DOCUMENT EXCERPT =
···

I try and go every year to the Street Food Festival organised on the grounds of Delhi’s Jawaharlal Nehru Stadium by the National Association of Street Vendors.

I go for three reasons. The first, and most important, is that the National Association of Street Vendors does great work in standing up for the rights of roadside food vendors, who are the most abused and exploited people in the entire food business.

 

I feel that all of us, who have some involvement in the food business, should do whatever we can to support the vendors, most of whom struggle to feed their families while being shaken down by policemen, municipal authorities and nearly everyone else in a position of authority.

 

   Secondly, anyone who writes about food must pay attention to the food of the Indian street. The kind of chaat that appeals to the middle class constitutes only a tiny part of India’s street food scene. The street food vendors exist not to please you, me and the other readers of Brunch, but to provide daily sustenance to all Indians; to those who can’t go home for lunch, often work too late to eat dinner at home and can’t even afford dhabas. They eat on the streets not because it is fun but because they have no choice.

 

   And finally, I go every year simply because I have a great time. The food is always interesting, some of it is quite terrific and the National Association of Street Vendors turns the grounds of the stadium into a mela with stand-up comics and live music.

 

   Here are some of the trends I noticed this year.

 

Bread Rules: There was a time when street food vendors liked to make their own wheat dough for dishes: the puris for golgappas, samosas, kachoris etc. That now seems to be changing.

···

DATA EXCERPTS =
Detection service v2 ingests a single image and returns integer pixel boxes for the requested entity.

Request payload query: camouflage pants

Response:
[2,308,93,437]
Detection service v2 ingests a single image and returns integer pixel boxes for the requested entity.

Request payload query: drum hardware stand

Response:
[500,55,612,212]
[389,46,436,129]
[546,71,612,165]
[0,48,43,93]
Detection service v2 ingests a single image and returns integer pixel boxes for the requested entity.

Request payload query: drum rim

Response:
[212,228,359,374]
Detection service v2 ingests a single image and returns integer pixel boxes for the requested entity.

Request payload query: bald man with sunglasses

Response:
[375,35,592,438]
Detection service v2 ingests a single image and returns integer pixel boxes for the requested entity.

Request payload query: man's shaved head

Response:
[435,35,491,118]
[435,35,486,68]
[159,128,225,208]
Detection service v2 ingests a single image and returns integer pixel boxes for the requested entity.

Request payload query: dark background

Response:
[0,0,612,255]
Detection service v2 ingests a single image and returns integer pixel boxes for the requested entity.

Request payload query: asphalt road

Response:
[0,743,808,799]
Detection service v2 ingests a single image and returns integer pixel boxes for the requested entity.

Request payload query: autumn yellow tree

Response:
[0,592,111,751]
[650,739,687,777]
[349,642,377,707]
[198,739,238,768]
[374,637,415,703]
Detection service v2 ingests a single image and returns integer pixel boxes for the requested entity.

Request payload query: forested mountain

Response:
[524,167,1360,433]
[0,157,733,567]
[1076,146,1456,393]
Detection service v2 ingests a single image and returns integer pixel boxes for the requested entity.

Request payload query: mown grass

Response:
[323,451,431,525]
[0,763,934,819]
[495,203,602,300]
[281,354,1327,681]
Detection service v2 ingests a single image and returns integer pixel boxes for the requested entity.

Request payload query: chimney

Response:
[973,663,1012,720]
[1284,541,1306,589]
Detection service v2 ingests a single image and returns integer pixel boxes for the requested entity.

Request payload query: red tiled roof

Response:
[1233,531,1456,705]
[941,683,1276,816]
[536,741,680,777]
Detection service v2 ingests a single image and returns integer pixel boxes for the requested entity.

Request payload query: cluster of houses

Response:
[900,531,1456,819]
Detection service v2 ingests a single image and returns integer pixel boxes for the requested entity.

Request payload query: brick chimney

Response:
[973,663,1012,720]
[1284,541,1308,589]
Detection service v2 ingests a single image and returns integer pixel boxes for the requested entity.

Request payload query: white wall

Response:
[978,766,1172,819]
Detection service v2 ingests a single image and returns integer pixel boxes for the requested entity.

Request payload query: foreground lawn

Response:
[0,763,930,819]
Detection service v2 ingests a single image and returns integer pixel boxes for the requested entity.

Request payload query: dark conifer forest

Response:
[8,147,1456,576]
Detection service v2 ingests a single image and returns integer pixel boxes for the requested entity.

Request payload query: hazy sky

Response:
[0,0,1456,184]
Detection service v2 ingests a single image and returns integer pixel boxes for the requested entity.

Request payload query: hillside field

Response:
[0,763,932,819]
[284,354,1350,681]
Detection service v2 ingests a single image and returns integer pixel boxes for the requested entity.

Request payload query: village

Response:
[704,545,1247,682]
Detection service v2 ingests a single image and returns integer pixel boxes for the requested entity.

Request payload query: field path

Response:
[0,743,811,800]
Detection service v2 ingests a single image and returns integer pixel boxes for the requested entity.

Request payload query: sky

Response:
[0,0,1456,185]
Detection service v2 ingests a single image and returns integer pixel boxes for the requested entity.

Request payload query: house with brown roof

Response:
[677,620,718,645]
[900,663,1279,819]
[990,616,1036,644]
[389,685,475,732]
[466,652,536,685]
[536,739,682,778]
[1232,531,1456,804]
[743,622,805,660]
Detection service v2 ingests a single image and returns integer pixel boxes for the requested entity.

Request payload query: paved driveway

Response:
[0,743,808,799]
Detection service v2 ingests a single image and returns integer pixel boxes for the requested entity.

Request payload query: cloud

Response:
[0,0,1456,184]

···

TASKS FOR THIS EXERCISE =
A. Please copy the passage from the street food festival piece, starting at "Bread Rules: There" and ending at "to be changing.".
B. In the street food festival piece, where is the festival held?

PER-TASK OUTPUTS =
A.
Bread Rules: There was a time when street food vendors liked to make their own wheat dough for dishes: the puris for golgappas, samosas, kachoris etc. That now seems to be changing.

B. On the grounds of Delhi's Jawaharlal Nehru Stadium.